··· Data ···

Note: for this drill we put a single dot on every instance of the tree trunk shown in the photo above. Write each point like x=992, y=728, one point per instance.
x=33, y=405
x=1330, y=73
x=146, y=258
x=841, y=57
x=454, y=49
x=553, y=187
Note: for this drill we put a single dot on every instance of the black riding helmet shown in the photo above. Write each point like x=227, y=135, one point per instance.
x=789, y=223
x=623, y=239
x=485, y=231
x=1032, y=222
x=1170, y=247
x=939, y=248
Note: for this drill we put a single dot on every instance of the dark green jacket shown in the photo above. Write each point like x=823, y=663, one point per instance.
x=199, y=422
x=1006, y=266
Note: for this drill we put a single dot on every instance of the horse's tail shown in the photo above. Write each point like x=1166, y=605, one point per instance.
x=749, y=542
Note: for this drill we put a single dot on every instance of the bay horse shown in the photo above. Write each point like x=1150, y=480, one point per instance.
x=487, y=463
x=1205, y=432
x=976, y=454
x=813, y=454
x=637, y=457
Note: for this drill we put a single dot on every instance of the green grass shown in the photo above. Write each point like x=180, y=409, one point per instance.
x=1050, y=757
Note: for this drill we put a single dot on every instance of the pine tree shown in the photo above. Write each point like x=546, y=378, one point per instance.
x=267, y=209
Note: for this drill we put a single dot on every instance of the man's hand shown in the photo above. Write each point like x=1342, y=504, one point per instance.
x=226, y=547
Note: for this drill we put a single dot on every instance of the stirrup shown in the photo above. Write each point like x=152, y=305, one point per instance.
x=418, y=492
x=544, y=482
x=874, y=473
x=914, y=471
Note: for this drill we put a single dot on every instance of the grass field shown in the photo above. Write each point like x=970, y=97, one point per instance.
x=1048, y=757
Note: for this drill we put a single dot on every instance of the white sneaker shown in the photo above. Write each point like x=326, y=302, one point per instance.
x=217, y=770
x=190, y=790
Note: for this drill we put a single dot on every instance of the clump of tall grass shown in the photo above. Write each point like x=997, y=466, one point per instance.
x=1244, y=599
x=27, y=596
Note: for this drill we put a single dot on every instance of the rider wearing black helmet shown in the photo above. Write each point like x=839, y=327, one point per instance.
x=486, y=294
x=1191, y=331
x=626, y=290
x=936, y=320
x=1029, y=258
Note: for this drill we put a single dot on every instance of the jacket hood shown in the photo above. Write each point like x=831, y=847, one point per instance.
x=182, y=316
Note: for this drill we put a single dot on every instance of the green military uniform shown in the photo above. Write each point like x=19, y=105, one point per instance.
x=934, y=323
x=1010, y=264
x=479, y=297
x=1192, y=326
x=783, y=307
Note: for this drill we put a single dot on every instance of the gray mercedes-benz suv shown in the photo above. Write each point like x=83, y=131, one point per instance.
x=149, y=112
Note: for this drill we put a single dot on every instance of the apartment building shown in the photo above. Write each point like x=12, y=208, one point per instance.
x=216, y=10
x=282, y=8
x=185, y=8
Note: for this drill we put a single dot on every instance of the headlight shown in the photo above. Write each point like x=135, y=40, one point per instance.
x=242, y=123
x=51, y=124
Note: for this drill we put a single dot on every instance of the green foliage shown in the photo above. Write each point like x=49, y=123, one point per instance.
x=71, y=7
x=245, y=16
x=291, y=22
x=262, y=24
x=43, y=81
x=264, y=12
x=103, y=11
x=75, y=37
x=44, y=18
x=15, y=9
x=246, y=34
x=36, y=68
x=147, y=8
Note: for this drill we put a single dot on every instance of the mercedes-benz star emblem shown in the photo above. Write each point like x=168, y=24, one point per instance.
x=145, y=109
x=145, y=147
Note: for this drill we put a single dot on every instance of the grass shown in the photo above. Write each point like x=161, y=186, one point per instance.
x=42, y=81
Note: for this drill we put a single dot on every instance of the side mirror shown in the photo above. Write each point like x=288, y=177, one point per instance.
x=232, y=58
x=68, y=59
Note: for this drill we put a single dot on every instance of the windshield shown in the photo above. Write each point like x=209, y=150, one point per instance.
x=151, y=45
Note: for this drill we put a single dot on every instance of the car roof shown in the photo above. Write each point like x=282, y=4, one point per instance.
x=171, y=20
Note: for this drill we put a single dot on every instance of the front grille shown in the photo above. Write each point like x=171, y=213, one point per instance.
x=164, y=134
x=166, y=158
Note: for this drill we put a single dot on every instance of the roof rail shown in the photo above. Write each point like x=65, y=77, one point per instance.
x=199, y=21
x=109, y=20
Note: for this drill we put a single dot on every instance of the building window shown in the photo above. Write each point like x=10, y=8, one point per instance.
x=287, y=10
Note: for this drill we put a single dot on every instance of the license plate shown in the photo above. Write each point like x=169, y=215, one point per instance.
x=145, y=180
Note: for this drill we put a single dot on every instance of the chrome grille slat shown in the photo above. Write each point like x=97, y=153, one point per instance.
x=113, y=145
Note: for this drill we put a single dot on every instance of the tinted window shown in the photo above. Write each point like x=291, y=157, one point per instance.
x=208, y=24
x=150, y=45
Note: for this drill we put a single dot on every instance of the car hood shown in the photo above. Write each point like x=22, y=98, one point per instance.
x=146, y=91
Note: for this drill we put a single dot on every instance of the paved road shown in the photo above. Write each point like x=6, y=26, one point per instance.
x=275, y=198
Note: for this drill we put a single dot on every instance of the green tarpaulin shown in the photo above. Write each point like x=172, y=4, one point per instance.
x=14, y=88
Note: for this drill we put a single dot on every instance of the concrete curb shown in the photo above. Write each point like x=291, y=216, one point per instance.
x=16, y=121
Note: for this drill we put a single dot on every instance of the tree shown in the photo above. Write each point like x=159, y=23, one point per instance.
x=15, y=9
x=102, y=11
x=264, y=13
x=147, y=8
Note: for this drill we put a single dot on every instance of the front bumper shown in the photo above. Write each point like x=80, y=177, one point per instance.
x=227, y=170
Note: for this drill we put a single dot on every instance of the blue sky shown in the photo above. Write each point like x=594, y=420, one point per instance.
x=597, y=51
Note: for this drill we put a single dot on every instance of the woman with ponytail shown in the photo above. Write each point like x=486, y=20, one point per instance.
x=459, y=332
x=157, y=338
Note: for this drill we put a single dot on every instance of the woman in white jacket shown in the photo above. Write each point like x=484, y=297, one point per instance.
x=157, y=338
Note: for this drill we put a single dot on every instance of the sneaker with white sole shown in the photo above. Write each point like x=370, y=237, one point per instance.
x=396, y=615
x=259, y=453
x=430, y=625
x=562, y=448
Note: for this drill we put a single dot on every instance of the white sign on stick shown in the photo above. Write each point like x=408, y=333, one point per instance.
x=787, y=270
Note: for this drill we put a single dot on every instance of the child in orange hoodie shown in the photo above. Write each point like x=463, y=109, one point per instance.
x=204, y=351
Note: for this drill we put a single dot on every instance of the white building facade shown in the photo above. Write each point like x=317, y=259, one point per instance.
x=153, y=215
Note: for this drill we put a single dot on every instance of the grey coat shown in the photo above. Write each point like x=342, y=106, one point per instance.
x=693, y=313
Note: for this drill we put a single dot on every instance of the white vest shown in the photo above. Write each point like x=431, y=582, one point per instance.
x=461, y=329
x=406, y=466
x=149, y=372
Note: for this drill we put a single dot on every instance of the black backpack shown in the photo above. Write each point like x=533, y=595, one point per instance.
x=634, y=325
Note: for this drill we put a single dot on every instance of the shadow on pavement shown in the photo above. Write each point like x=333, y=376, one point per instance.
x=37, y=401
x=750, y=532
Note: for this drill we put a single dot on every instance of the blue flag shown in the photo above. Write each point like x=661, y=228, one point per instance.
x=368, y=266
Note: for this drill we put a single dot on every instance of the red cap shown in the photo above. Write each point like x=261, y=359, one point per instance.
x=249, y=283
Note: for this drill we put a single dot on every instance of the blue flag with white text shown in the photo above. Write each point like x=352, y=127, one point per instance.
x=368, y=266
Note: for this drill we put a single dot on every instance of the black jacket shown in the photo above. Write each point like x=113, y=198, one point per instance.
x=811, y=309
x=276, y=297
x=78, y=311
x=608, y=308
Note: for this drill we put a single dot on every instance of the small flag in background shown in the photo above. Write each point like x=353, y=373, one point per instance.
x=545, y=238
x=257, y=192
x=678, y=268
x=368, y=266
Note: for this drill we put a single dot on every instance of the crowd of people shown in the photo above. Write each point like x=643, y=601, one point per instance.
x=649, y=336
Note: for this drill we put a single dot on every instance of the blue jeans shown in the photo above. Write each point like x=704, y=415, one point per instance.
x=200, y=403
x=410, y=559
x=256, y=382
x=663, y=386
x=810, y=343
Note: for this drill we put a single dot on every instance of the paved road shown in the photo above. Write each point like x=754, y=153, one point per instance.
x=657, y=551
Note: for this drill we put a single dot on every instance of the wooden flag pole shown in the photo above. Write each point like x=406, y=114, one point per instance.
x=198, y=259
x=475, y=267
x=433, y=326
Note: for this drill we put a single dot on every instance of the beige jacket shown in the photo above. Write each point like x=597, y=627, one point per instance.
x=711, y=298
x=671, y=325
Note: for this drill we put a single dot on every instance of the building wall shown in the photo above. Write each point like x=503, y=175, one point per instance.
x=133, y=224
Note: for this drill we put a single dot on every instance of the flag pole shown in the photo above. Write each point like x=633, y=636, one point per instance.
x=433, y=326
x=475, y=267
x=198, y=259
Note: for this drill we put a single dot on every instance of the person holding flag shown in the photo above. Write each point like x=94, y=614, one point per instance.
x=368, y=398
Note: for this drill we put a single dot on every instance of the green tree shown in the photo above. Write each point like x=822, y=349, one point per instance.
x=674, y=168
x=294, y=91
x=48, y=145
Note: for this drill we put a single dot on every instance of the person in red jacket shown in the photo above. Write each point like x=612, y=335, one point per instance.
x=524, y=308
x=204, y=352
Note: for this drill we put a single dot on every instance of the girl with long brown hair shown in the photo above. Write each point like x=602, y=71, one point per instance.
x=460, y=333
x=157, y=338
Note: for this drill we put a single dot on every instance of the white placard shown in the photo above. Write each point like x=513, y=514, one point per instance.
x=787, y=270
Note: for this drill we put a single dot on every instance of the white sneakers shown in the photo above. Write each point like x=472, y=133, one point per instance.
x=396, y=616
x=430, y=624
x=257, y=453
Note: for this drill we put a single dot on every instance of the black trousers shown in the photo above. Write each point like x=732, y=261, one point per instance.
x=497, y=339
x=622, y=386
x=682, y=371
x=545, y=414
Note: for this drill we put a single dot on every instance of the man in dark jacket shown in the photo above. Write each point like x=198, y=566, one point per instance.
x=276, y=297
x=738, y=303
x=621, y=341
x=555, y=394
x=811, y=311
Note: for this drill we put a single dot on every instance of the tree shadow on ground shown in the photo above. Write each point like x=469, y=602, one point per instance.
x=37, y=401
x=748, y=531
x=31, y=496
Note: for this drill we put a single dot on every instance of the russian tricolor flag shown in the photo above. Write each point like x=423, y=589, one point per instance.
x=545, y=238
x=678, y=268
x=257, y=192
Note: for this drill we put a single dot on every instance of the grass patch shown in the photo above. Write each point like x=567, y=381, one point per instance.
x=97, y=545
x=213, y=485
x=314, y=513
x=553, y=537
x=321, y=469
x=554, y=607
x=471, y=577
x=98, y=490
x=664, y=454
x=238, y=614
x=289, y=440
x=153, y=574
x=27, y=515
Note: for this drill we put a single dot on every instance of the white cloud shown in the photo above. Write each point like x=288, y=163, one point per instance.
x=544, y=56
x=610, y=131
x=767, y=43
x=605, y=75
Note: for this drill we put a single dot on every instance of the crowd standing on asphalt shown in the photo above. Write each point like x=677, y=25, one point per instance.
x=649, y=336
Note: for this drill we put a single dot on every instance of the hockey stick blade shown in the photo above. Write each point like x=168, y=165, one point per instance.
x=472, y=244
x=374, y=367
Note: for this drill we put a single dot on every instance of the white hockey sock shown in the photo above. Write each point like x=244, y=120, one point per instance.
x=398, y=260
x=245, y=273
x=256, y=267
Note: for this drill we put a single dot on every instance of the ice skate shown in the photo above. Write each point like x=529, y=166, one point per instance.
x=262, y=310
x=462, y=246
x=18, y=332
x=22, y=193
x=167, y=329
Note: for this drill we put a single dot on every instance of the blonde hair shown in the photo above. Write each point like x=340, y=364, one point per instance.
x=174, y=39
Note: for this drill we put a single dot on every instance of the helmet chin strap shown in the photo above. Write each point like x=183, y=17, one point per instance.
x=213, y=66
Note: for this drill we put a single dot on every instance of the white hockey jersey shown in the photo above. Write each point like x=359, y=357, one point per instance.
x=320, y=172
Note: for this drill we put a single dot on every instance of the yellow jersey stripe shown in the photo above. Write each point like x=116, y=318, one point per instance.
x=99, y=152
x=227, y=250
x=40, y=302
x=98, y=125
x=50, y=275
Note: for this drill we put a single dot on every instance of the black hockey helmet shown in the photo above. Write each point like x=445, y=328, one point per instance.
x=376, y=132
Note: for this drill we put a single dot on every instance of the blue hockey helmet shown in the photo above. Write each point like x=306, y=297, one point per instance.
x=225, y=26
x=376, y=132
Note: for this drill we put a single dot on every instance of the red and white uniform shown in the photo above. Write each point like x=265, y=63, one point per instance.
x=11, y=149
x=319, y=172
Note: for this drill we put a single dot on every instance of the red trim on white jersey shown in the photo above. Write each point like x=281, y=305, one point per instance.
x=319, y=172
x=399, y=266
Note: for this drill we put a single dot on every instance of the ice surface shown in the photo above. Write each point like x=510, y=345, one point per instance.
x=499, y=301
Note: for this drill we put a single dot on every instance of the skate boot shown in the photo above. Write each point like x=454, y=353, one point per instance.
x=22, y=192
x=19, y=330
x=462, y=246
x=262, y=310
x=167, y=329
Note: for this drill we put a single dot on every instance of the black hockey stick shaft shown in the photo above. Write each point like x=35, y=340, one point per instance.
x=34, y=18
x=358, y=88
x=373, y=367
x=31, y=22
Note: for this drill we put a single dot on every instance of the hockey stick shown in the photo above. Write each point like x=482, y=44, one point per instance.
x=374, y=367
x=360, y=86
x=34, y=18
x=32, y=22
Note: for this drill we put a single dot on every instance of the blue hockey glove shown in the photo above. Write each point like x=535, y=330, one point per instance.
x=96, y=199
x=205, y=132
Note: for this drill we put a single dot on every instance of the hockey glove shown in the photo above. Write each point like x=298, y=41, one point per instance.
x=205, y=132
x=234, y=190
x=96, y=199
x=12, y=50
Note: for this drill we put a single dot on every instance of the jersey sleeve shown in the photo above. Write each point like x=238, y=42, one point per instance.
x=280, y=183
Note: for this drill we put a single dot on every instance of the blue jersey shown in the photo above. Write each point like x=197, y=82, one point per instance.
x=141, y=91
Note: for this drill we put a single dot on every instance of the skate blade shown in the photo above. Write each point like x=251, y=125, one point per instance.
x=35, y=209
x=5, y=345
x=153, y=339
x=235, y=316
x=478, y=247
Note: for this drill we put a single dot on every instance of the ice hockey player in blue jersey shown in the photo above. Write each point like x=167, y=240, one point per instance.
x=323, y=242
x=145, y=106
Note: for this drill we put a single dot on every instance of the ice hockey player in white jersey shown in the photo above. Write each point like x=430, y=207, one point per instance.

···

#### [Your task]
Starting from the line that contains "y=82, one point per instance.", reproduce each line of the data exactly through the last one.

#### [Solution]
Note: for this drill we put a single dot on every instance of the blue jersey shown in the photo above. Write each point like x=197, y=82, one point per instance.
x=141, y=91
Note: for this drill we put a single dot on every instance of the skate blade shown in the photo above. Write each point like x=251, y=125, one point per instance.
x=35, y=209
x=5, y=345
x=153, y=339
x=235, y=316
x=478, y=247
Note: for this drill we put a single dot on every instance of the ice hockey player in blue jersey shown in the photo above. Write each point like x=167, y=240, one point per instance.
x=323, y=242
x=145, y=106
Note: for this drill we put a single dot on every instance of the ice hockey player in white jersey shown in the photo above. Write each point like x=430, y=207, one point per instance.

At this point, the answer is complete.